* PASSAGE SHOWN

Through explicit and frightfully mundane photography, skater-turned-firefighter Gabriel Angemi captures the impact of someone lighting up a crack pipe on a bombed out street as disturbingly as a simple environment shot of a building, captured with an Eggleston-esque unrest. He uses all of his experiences, from skating at Love Park in the 90s, to his occupation as a firefighter, to capture gritty realistic moments with his camera.
Though he’s careful to separate his work as a firefighter from his photography, Angemi gained notoriety by capturing the reality of Camden New Jersey via iPhone, broadcasting the quiet tension, danger, and destitution that few Americans equate with the Garden State. Camden ranks as one of the most dangerous cities in the US. Angemi is currently working on a zine shot on film for Deadbeat Club, as well as preparing for several group shows in Los Angeles and Philadelphia. Most recently his work and new zine Accessible Repositories was shown at Tom Sachs’ Bodega gallery on Manhattan’s Lower East Side.
Before finding his photographic style, the iconic Love Park in Philadelphia was Angemi's first window into encountering tensions head-on through skateboarding. What was so significant about a public park filled with marble ledges? During the 90s, Love was not only a launching pad for many East Coast skaters’ careers, but a microcosm of the shift in the skate industry from California. What happened there became as significant as any smooth Cali schoolyard, ramp, or contest. Through the highly influential 411VM—skating’s first video magazine, started in 1993—Ricky Oyola, Matt Reason, Fred Gall, and a local named Lil’ Stevie, along with a cast of regulars too long to mention, became the world’s first moving pictures of Philadelphia skateboarding.
Love would become a proving ground for pros from across the world, but the plaza wasn’t important simply because it turned out and attracted pro skaters. Love was an enclave for creativity—a grimy place to congregate and commingle, where suburban boys got their first taste of the city, where many had their first run-ins with overzealous police officers, where drug use was in the open, along with bums having intercourse and doing other unsavory acts in public. Sure, not everyone who rolled across those tiles went on to a successful skate career, but many leveraged their experiences into other out-of-the-box pursuits.

* THE EXERCISE
Rewrite the Angemi profile between "Though he’s careful" and "Lower East Side.", inclusive, substituting "smartphone" for "iPhone".

* STORED RECORDS
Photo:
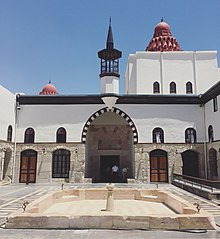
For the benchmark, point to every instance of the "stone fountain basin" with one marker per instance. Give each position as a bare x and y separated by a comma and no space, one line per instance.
133,209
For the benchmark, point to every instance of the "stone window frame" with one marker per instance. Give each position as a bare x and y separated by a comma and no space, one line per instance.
61,135
29,135
172,87
9,133
190,136
156,87
158,135
189,89
61,163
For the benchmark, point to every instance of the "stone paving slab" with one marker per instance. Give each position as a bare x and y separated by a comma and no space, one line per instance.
97,207
106,234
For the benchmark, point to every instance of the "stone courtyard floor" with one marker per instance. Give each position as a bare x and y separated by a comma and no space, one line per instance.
12,197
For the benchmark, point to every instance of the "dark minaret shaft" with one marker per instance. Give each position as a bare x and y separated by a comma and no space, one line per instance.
109,57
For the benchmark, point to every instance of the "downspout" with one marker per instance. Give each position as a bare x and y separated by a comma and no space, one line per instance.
17,107
204,143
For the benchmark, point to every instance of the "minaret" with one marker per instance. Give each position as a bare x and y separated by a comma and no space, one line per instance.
109,76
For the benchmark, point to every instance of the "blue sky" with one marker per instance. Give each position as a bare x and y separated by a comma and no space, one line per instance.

* FULL ANSWER
Though he’s careful to separate his work as a firefighter from his photography, Angemi gained notoriety by capturing the reality of Camden New Jersey via smartphone, broadcasting the quiet tension, danger, and destitution that few Americans equate with the Garden State. Camden ranks as one of the most dangerous cities in the US. Angemi is currently working on a zine shot on film for Deadbeat Club, as well as preparing for several group shows in Los Angeles and Philadelphia. Most recently his work and new zine Accessible Repositories was shown at Tom Sachs’ Bodega gallery on Manhattan’s Lower East Side.